• TASK TO COMPLETE
In the letters to the editor, what happened when the ANWR leases went on sale in January 2021?

The tuition students are paying does not match the “experience” that they’re getting, and we must fight to lower the prices.
Mason Tsang
Castro Valley
Trump talked but
Biden delivers on oil
A letter writer claims (“Return to Trump policies would lower inflation,” Letters to the Editor, Page A6, March 15) that Donald Trump’s pro-oil policies would’ve kept us out of the current energy crisis if only they hadn’t been reversed.
This ignores the fact that the price of oil is set on a global market, and what happens in the United States has a limited impact. Even with world prices at stratospheric levels, U.S. frackers are holding back. Nor would the letter’s two examples make a difference. When the ANWR (Arctic refuge) leases went on sale in January 2021, no major oil companies made a bid. And the Keystone XL Pipeline would’ve added some new capacity, but much of its oil would have been from U.S. sources, not new imports. And get this: Joe Biden’s new drilling permits are outpacing Trump’s.
Trump was all about headlines and no follow-through. Biden delivers.
Greg Linden
Oakland
Congress can tank
Russia’s oil economy
The U.S. Congress should pass the Energy Innovation and Carbon Dividend Act, HR 2307, because it would ultimately end Vladimir Putin’s primary source of income and Russia’s fossil fuel-based economy.

• MATERIAL PROVIDED
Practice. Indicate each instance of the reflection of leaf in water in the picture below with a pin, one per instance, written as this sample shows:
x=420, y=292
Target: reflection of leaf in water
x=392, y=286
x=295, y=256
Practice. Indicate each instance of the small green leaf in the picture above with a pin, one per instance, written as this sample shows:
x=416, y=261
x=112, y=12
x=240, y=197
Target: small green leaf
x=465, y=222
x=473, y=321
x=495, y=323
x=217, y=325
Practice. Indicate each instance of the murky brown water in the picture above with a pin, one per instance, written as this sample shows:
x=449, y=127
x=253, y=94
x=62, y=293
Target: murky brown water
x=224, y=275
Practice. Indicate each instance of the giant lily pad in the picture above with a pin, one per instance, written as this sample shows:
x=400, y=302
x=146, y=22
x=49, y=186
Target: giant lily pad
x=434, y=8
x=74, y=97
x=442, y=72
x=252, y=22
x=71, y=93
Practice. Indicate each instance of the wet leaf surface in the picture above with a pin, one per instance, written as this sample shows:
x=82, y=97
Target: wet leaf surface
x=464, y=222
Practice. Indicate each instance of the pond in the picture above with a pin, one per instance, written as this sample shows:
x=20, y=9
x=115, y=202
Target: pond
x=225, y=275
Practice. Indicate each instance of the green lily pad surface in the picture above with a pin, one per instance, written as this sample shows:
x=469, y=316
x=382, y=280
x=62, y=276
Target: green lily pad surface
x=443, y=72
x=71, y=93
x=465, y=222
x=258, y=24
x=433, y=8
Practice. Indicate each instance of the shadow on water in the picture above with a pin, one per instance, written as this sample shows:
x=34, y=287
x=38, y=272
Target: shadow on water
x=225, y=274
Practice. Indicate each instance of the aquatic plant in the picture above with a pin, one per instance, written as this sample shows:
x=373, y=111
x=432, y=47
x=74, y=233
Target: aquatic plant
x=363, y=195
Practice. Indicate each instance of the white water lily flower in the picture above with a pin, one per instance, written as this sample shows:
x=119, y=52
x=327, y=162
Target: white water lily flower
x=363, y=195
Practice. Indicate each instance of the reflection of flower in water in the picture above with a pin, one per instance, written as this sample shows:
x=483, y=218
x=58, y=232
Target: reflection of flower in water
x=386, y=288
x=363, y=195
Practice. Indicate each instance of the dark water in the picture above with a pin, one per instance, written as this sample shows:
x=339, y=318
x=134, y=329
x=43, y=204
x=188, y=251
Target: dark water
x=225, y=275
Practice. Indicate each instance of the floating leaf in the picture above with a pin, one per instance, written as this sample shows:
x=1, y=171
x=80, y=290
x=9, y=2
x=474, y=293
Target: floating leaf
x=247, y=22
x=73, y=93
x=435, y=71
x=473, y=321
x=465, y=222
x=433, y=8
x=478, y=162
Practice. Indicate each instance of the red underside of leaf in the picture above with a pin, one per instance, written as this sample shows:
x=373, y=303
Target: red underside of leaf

• RESPONSE TO THE EXERCISE
No major oil companies made a bid.